### Stated exercise 1
Translate this sentence from the excerpt about riding a Waymo into Spanish: "Signs pointed different ways toward pickups for buses, courtesy vehicles, and ride-shares."
### Stated exercise 2
Pick out every line in the rows that contains the string "mane". Matching is case-sensitive.

But no! These are the fabled “driverless cars” that are going to whisk us effortlessly everywhere in the future, fueled by stardust and emitting only self-congratulatory fumes of pride.

In other people’s cars, I’m a trusting passenger. And as a driver, I don’t like navigating in new cities, so for a recent trip to Phoenix I decided to try Waymo. I would be arriving at Sky Harbor Airport with an unusually heavy suitcase and no clue where my hotel was: What could possibly go wrong?

App Apprehension

Determined to make things go smoothly, I downloaded the Waymo app well in advance (that is to say, at my local airport right before takeoff). Just to open the app, I had to remember my Google password (and by “remember” I mean go through the seventeen-and-a-half steps to get a new Google password), and then labor through creating a Waymo account.

Once I’d gotten into the app, it asked whether I wanted the car unlocked when I reached it. I may be a novice at driverless riding, but I gave that a thumbs up. It seemed a good idea that the doors be opened, so that I could get in. No fool I!

Also, I was asked to select between light and dark (what, the car color? Weren’t they all white?), and my preferred source for music. I had to choose between sound from my phone or letting the car select the acoustic vibe. My actual preference, “silence,” was not available.

Having sort of settled all that, I relaxed into my plane seat, glad to leave the steering and navigation to the pilots up front. I just wouldn’t feel safe without them.

Are You My Waymo?

Arriving at Phoenix Sky Harbor, I thought about summoning a car immediately, but I kept my phone in my pocket. I didn’t want to send for my ride until I had claimed my luggage and was standing at the correct spot for pickup. What was I worried about, keeping the driver waiting?

My checked suitcase was heavy, and I had a bulky carry-on and a weak back. So I got a trolley ($7, welcome to Phoenix!), and trundled it out the door, wondering which way to go. Signs pointed different ways toward pickups for buses, courtesy vehicles, and ride-shares. Was Waymo considered ride-sharing, even though I wouldn’t be sharing it with anyone, even a driver?

With no guidance available IRL, I consulted my app. To my delight, it gave me my choice of two places I could be picked up! I selected the closer one, and rolled my trolly toward it, hope growing.

Once on the correct curb, I ordered a ride to my destination, a romantic-sounding place I’d never stayed before. I had no idea how far away the Hermosa Inn was from Sky Harbor, but the app wasn’t daunted: It said my car was nearby and would pick me up in 10 minutes. All good, I thought.

But how would I know which weird white vehicle was for me? In the constant swish and rush of vehicles arriving, stopping, loading people, and taking off again, I could rule out most of them because they had drivers. But about one in twenty of the cars was an ice chest, and they all looked identical: white with little lit-up crowns on top.

One paused in front of me, but as I struggled toward it, lugging my cart, it pulled away. Tease! A few minutes later there was another one, with its crown flashing purple, but other people got there first and hopped in.

### Material for this exercise
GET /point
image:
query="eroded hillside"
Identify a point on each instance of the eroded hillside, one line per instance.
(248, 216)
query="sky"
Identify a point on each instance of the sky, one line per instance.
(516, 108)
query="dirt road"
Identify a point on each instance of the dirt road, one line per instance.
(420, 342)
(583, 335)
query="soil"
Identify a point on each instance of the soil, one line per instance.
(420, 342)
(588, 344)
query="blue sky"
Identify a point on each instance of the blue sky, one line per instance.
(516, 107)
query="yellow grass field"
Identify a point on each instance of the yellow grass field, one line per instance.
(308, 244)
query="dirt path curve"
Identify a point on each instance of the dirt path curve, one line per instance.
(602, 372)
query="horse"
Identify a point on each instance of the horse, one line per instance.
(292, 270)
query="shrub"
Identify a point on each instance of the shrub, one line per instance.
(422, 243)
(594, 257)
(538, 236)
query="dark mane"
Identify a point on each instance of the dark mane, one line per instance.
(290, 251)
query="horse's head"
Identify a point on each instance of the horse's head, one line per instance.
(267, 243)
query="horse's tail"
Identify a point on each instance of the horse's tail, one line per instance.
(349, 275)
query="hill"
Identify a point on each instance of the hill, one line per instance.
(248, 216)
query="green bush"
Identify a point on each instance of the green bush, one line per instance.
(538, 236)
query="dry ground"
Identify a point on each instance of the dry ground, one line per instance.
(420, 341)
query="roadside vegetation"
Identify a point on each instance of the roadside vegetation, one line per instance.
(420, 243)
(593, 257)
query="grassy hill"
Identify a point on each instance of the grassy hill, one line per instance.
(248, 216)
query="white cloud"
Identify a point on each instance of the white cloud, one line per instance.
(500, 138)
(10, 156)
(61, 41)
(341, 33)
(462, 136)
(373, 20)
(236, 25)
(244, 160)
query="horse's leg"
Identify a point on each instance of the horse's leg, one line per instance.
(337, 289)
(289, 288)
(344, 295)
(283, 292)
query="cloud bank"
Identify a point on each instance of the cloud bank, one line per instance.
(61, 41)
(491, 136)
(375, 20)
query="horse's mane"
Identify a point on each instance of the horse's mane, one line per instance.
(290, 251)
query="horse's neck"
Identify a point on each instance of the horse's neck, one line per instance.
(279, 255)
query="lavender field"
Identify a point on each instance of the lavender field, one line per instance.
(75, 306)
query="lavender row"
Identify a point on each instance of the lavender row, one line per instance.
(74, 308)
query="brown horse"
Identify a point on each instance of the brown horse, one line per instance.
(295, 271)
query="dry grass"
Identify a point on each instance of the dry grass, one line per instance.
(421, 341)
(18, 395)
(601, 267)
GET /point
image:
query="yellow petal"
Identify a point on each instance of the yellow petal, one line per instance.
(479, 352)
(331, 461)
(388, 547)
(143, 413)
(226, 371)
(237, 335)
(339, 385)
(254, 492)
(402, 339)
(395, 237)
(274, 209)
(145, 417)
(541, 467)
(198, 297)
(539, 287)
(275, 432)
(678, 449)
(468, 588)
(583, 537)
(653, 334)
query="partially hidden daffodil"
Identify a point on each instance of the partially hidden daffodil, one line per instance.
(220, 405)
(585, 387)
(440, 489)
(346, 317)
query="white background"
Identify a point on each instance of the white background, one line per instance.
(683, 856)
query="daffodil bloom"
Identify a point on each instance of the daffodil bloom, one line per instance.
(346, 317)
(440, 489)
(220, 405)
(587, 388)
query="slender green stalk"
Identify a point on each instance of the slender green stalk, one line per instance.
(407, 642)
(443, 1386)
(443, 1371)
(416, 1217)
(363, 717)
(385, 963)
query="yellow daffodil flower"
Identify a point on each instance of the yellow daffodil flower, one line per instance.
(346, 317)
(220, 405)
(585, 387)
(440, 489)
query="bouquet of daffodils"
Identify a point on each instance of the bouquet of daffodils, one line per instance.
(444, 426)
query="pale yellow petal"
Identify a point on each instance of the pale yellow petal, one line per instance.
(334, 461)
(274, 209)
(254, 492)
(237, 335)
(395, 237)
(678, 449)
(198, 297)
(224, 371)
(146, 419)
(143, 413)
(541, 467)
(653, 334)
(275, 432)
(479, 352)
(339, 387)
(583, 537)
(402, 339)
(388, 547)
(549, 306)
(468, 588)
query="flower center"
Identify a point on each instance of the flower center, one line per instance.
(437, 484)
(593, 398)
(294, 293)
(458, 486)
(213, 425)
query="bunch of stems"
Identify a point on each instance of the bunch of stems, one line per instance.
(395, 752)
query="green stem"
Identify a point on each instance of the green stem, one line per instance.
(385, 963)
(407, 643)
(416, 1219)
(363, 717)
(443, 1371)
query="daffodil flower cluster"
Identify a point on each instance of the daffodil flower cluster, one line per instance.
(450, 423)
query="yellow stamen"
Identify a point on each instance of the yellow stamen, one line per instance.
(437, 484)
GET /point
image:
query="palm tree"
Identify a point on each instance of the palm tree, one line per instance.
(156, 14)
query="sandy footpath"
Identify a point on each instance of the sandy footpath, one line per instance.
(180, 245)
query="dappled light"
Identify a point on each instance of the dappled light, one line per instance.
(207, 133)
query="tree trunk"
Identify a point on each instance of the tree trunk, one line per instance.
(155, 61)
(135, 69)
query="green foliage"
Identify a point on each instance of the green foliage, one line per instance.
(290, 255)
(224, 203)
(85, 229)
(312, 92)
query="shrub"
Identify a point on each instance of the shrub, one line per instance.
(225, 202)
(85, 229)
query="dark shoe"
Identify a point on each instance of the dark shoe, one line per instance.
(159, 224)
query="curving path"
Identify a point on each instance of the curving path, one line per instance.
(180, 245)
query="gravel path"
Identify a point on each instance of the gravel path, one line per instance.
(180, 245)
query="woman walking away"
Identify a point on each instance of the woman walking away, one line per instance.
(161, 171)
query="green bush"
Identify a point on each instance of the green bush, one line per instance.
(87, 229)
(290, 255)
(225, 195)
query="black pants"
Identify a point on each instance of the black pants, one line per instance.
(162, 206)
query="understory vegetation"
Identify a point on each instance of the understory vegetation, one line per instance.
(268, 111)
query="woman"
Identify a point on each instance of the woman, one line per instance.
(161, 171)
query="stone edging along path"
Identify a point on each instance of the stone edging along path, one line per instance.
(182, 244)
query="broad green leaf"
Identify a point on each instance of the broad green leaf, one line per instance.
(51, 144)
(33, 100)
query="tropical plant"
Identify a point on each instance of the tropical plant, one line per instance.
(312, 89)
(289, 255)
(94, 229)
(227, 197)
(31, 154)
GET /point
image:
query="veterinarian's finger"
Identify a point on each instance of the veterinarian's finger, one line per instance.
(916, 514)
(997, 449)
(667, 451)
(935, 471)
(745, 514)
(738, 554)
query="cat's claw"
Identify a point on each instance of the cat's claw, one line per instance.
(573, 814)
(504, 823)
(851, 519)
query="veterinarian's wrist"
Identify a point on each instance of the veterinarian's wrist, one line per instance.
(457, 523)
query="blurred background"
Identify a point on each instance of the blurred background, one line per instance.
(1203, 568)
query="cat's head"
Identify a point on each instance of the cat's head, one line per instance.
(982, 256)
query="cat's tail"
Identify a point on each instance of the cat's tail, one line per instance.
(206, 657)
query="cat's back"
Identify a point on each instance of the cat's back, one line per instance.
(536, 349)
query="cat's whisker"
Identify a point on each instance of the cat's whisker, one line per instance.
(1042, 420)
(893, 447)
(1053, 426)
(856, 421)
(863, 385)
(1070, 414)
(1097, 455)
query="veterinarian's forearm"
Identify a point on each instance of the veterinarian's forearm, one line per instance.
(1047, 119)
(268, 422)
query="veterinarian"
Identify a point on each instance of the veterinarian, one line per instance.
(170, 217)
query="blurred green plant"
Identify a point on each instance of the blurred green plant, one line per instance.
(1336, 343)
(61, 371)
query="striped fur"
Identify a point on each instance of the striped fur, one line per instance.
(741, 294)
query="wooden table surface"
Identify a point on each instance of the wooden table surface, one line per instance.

### Expected output 1
Los letreros señalaban en distintas direcciones hacia los puntos de recogida de autobuses, vehículos de cortesía y viajes compartidos.

### Expected output 2
query="dark mane"
Identify a point on each instance of the dark mane, one line per instance.
query="horse's mane"
Identify a point on each instance of the horse's mane, one line per instance.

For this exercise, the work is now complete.